## Request:
Please copy out the records word for word, starting with the line that contains "look for green" and going on through the last line of the records, including both of those lines.
────
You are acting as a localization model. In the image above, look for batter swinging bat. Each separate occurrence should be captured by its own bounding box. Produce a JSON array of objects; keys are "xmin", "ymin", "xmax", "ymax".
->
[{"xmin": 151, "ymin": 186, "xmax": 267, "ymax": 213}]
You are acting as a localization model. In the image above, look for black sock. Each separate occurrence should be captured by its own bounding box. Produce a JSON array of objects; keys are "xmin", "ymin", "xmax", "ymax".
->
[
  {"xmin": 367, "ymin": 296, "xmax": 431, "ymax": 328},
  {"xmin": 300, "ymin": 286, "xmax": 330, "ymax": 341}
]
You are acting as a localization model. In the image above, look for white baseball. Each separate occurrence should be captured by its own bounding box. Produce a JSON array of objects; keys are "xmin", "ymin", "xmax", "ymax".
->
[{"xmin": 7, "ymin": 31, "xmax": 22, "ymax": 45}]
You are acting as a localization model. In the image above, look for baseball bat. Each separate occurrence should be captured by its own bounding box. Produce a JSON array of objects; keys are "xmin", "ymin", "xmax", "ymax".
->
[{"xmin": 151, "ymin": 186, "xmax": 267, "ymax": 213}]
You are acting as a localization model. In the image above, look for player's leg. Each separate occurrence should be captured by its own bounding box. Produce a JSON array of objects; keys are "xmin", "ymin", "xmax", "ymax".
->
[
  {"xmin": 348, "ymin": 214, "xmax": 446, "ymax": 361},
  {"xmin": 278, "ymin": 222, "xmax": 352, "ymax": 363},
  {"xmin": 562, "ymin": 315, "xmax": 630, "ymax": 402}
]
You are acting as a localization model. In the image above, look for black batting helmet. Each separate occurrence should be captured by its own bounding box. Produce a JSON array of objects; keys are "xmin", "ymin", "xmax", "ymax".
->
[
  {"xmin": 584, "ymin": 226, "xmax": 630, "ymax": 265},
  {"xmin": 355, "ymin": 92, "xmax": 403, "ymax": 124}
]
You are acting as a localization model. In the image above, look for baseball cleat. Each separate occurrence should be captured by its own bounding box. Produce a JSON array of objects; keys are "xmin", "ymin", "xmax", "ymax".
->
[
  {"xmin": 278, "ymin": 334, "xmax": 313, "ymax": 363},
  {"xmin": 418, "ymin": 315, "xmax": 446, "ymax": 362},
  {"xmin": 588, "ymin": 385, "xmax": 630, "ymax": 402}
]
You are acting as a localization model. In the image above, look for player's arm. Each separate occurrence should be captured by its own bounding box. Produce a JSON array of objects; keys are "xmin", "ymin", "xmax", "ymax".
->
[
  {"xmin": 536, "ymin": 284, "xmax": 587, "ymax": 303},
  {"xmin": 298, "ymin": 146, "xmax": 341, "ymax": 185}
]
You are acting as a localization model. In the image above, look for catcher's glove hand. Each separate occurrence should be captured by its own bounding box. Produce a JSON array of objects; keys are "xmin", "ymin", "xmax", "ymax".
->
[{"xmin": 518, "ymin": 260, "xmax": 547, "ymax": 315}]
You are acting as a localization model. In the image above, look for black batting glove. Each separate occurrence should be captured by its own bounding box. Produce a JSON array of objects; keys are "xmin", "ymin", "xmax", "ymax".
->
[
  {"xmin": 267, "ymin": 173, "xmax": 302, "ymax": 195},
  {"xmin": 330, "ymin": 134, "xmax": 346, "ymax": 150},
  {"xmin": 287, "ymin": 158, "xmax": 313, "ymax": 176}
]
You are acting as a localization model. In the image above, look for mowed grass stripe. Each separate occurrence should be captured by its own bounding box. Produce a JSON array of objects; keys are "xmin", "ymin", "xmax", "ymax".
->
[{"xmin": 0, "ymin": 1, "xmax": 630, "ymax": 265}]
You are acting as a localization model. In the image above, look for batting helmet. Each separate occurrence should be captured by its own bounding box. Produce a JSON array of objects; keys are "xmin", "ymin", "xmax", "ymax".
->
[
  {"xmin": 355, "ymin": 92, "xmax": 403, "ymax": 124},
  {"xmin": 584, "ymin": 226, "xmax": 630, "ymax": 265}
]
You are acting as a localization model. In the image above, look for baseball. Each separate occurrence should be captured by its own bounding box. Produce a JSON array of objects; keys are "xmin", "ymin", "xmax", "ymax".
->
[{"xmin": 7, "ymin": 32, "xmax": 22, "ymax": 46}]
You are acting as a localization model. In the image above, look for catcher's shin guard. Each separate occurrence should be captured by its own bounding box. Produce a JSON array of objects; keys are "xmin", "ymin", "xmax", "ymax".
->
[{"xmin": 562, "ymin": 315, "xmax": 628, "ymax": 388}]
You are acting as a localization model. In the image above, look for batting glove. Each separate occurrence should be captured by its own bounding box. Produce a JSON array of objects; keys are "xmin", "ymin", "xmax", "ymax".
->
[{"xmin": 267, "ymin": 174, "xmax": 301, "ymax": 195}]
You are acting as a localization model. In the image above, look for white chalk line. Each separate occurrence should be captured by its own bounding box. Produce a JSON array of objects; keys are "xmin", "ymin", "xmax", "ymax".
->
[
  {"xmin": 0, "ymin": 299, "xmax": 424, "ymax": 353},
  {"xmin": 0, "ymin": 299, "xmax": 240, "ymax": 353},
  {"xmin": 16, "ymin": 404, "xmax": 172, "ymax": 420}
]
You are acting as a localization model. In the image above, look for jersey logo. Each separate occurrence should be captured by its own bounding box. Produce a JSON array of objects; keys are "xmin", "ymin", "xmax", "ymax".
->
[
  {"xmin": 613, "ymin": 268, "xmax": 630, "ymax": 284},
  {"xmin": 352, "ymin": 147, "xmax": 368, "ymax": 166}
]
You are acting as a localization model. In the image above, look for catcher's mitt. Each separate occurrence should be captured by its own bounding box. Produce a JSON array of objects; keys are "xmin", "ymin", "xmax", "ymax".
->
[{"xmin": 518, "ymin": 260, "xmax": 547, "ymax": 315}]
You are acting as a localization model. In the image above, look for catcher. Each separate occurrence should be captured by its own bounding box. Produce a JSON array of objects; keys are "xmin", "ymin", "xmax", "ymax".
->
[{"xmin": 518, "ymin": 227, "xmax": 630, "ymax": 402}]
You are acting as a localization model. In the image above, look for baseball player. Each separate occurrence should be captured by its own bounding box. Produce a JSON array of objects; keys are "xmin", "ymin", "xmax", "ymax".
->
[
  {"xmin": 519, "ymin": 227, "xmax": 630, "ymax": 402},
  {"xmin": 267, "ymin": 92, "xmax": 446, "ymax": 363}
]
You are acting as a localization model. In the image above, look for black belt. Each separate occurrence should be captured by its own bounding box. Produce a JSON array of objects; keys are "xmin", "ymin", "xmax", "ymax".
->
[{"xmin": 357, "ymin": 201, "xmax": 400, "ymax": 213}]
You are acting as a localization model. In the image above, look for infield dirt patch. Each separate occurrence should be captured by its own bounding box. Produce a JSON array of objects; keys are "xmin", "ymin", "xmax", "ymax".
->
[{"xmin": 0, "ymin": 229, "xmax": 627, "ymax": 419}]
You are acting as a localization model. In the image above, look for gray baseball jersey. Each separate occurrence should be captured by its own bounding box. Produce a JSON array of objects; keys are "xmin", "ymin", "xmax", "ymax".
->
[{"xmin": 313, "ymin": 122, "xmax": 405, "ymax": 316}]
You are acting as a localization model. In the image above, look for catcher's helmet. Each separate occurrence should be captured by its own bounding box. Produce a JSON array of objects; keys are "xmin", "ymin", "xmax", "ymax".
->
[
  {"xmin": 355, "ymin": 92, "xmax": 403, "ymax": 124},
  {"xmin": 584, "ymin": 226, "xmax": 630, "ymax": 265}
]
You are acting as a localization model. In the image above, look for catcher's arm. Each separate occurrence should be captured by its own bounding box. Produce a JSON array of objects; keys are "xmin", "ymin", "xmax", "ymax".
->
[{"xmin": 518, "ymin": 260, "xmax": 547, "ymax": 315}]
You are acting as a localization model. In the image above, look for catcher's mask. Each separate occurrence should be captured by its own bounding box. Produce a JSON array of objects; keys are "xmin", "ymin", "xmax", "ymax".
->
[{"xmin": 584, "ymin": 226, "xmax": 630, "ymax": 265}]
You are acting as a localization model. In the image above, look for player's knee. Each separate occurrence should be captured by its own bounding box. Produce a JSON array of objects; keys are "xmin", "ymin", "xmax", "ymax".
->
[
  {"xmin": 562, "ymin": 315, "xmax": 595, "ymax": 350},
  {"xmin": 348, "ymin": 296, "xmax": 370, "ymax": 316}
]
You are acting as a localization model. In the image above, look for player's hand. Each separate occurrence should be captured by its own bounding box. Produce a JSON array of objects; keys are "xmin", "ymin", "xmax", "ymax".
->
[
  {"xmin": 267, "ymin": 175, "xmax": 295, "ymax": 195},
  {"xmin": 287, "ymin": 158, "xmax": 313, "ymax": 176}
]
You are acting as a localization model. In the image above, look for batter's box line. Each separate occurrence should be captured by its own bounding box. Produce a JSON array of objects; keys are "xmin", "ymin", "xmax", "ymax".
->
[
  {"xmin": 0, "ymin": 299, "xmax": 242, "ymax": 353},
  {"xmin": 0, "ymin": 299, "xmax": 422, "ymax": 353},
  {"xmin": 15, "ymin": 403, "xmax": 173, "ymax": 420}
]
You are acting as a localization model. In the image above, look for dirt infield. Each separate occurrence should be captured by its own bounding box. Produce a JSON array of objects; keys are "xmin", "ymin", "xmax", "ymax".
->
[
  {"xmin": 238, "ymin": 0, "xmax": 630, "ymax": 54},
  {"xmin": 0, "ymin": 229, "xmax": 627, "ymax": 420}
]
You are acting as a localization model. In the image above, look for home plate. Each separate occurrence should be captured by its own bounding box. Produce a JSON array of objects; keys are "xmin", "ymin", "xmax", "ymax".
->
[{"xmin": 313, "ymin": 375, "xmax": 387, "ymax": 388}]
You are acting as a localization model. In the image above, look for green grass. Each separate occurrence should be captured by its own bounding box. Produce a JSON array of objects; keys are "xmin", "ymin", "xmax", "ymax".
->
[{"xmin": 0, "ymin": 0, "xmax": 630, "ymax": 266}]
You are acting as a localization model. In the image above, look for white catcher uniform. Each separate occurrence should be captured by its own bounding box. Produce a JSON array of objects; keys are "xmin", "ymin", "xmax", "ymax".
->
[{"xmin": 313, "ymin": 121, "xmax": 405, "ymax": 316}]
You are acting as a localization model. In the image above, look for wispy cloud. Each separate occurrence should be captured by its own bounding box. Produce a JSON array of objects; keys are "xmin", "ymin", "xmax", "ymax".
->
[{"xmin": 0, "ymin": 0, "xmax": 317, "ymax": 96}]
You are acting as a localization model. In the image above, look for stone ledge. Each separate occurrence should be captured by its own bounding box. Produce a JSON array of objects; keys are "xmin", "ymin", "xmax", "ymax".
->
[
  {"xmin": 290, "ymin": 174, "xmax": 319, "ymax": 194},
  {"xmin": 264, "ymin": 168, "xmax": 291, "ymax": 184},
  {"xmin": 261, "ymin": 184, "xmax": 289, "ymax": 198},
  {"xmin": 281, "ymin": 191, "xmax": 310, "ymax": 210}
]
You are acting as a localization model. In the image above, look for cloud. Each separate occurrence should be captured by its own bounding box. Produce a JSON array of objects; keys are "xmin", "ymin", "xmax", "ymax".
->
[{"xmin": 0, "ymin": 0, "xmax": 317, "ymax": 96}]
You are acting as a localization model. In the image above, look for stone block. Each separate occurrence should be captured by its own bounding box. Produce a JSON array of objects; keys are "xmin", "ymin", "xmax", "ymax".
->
────
## Written response:
You are acting as a localization model. In the image above, look for green grass. Each separate occurrence should be captured by its own bounding box. Produce a JSON array of objects; keys are "xmin", "ymin", "xmax", "ymax".
->
[{"xmin": 0, "ymin": 0, "xmax": 630, "ymax": 266}]
You are acting as a localization model. In the image above, look for white catcher uniform. Each separate occurrence should be captured by its own bounding box. Produce a JSON array of objects; keys are "xmin", "ymin", "xmax", "ymax".
->
[{"xmin": 313, "ymin": 121, "xmax": 405, "ymax": 316}]
You are acting as a localization model. In the image above, look for wispy cloud. Each separate occurrence should be captured by its own bounding box. Produce a JSON array of objects; keys are "xmin", "ymin", "xmax", "ymax".
->
[{"xmin": 0, "ymin": 0, "xmax": 317, "ymax": 96}]
You are acting as a localization model. In the image above, look for stone ledge. Each separate occurrence should be captured by its own bounding box. Produce a JSON array of objects; keys are "xmin", "ymin", "xmax", "ymax".
->
[
  {"xmin": 290, "ymin": 174, "xmax": 319, "ymax": 194},
  {"xmin": 264, "ymin": 168, "xmax": 291, "ymax": 184},
  {"xmin": 261, "ymin": 184, "xmax": 289, "ymax": 198},
  {"xmin": 281, "ymin": 191, "xmax": 310, "ymax": 210}
]
You are acting as a localization model. In the image above, look for cloud. Each separate occurrence should be captured by its own bounding box. Produce a JSON array of objects; keys are "xmin", "ymin", "xmax", "ymax".
->
[{"xmin": 0, "ymin": 0, "xmax": 317, "ymax": 96}]
You are acting as a localization model. In the image above, look for stone block. Each separate occurrence should be captured by its own bounding box. Produce a JSON array of objects; keys are "xmin", "ymin", "xmax", "ymax".
->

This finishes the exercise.